What you return must be every line below that includes the word "eyelash".
= = = =
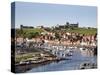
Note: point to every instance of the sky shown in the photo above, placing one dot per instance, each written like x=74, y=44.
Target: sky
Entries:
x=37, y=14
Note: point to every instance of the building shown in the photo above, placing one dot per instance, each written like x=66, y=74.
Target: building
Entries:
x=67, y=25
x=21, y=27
= = = =
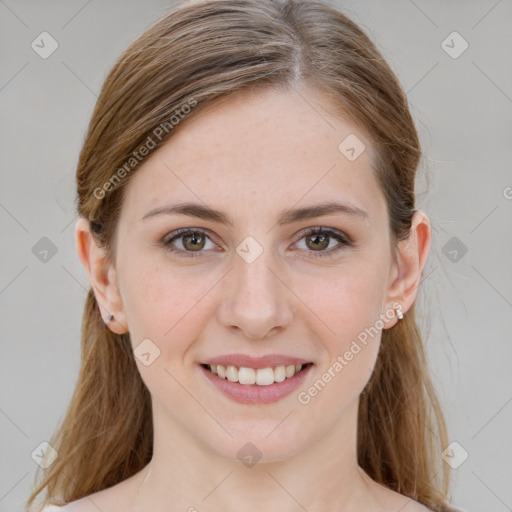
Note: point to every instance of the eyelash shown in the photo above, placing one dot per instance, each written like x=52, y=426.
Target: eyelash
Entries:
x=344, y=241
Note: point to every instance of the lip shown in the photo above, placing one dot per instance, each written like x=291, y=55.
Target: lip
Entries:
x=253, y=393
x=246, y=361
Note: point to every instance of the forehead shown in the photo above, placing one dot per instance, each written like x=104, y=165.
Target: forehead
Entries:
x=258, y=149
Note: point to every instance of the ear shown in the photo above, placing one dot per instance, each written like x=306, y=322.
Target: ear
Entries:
= = = =
Response box>
Note: point to every instance of the eyelash shown in the photo above, placing one dot per instance, each written like x=52, y=426.
Target: eyelash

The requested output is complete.